▶ [What you need to do]:
Find every line in the records that holds the string "grille". Copy each one.

Natural-language object grounding data
────────────────────
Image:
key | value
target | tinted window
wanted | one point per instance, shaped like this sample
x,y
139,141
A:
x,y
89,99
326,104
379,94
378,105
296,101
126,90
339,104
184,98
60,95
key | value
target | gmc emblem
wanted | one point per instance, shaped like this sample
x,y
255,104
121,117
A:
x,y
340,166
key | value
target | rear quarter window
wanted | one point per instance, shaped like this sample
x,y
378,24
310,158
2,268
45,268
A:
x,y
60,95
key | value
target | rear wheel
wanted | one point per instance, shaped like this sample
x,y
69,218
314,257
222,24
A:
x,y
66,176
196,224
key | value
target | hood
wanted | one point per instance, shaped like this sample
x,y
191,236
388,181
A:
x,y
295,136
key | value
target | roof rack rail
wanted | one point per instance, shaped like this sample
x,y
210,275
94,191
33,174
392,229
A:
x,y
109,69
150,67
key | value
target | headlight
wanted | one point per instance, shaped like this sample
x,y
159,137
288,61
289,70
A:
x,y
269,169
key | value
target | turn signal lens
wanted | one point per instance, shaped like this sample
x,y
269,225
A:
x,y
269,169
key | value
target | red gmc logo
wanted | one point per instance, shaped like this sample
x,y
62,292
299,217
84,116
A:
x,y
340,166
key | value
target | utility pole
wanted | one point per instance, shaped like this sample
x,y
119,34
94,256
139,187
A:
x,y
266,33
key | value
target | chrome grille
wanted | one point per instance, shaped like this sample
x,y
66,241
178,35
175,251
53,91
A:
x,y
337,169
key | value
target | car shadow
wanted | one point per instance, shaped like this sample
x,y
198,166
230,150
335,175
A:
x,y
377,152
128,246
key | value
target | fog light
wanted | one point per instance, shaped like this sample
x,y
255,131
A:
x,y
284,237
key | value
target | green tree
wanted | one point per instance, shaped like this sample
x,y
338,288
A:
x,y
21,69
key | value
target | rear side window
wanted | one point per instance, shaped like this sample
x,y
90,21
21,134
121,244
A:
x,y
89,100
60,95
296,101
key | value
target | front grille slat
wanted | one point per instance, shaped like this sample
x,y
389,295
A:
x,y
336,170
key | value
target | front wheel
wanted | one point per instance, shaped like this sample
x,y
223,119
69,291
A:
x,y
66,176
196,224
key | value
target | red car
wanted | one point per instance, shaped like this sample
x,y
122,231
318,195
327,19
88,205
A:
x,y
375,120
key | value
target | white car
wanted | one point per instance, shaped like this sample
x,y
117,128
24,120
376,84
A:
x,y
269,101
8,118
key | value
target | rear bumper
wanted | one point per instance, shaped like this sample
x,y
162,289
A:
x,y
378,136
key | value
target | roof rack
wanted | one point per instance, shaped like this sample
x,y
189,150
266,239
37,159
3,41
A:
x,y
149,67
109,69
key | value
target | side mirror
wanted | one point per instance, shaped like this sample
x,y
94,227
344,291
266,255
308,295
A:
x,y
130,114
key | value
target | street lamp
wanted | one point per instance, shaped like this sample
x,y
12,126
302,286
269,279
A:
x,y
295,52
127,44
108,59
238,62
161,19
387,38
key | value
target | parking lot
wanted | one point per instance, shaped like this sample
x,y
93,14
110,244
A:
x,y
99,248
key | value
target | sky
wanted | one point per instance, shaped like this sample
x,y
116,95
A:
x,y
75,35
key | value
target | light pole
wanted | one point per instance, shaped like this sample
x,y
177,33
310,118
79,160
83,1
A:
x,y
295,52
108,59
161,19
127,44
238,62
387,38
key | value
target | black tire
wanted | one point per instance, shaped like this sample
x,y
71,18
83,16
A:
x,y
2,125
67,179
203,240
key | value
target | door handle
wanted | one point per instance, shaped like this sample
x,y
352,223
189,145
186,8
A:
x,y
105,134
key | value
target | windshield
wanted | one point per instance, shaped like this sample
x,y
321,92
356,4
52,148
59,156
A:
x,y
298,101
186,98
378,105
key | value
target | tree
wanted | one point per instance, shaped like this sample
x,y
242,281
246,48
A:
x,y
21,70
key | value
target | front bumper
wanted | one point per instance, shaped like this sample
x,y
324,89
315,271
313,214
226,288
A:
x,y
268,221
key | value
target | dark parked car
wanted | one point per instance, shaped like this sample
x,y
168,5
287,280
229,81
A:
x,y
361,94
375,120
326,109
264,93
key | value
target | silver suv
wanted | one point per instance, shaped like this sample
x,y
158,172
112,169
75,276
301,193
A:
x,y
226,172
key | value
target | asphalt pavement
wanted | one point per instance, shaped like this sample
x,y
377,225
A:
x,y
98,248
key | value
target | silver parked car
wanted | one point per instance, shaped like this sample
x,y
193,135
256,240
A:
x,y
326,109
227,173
────────────────────
▶ [Finished exercise]:
target | chrome grille
target | front grille slat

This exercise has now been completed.